What you should do » Reproduce every record below exactly as it appears.

───── Information shown

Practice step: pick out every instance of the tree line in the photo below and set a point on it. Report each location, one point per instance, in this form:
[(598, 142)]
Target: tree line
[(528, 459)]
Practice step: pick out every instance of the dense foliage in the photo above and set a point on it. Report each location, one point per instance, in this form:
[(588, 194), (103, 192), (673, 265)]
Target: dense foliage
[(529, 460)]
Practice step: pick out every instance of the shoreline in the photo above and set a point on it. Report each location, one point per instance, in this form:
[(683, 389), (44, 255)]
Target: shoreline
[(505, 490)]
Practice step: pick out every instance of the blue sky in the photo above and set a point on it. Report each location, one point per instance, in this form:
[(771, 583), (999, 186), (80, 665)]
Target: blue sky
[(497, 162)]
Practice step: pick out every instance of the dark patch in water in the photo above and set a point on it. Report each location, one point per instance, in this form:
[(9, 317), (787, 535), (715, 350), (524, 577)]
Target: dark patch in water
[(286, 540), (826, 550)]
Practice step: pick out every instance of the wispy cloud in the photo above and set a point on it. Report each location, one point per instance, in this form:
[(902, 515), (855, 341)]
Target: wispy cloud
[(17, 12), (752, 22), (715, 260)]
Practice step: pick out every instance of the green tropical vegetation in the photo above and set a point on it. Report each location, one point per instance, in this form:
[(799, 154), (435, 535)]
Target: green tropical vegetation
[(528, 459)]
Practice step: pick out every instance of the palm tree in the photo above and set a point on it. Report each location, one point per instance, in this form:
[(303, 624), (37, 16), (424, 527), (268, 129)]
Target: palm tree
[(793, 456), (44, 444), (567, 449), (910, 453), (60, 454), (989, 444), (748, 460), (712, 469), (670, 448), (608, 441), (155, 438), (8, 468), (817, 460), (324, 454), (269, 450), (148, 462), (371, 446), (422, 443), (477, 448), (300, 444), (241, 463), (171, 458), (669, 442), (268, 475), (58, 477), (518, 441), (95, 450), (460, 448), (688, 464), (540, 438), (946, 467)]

──────────

Task output »
Practice step: pick out every instance of the tree line in the photo below and set a point on it. Report each location, one point per instance, in this form:
[(598, 142)]
Target: tree line
[(528, 459)]
Practice step: pick out every instance of the dense foliage in the photo above and set a point on it. Report each location, one point per instance, in this form:
[(588, 194), (103, 192), (673, 265)]
Target: dense foliage
[(529, 460)]
Practice step: pick out every instance of the shoreline in the photo above and set a point on it. Report each location, one point per instance, in this form:
[(683, 389), (44, 255)]
Target: shoreline
[(505, 490)]
Practice step: pick out every instance of the blue sky in the photo above and set a point on it. Report each location, one point per instance, in this form:
[(771, 583), (999, 186), (80, 665)]
Target: blue sky
[(497, 162)]
Practice step: pick out every instance of the dark patch in water in the photo above and set a point on it. Report each location, one point per instance, in this form:
[(9, 317), (787, 535), (715, 350), (524, 577)]
Target: dark patch in water
[(286, 540), (826, 550)]
Practice step: pick out every instance of the wispy cloud in the photo above and set a point on it. Report each location, one point per instance, in this form:
[(902, 515), (855, 341)]
Target: wispy cloud
[(17, 12), (752, 22), (715, 260)]
Practice step: pick out every instance of the green tropical vegetation in the photo above and set a point on it. Report each location, one point per instance, in this form:
[(799, 154), (435, 535)]
Target: green tropical vegetation
[(528, 459)]
Practice step: pick out every instance of the palm tree in the photo above and set a point on it. Report each location, one point per instance, in this form:
[(303, 624), (37, 16), (424, 527), (268, 129)]
Target: palm tree
[(793, 456), (44, 444), (567, 449), (910, 453), (60, 454), (989, 444), (748, 460), (712, 469), (670, 448), (608, 441), (155, 438), (8, 468), (817, 460), (324, 454), (269, 450), (148, 462), (371, 446), (422, 443), (477, 448), (300, 444), (241, 463), (171, 458), (669, 442), (268, 475), (58, 477), (518, 441), (95, 450), (460, 448), (688, 464), (540, 438), (946, 467)]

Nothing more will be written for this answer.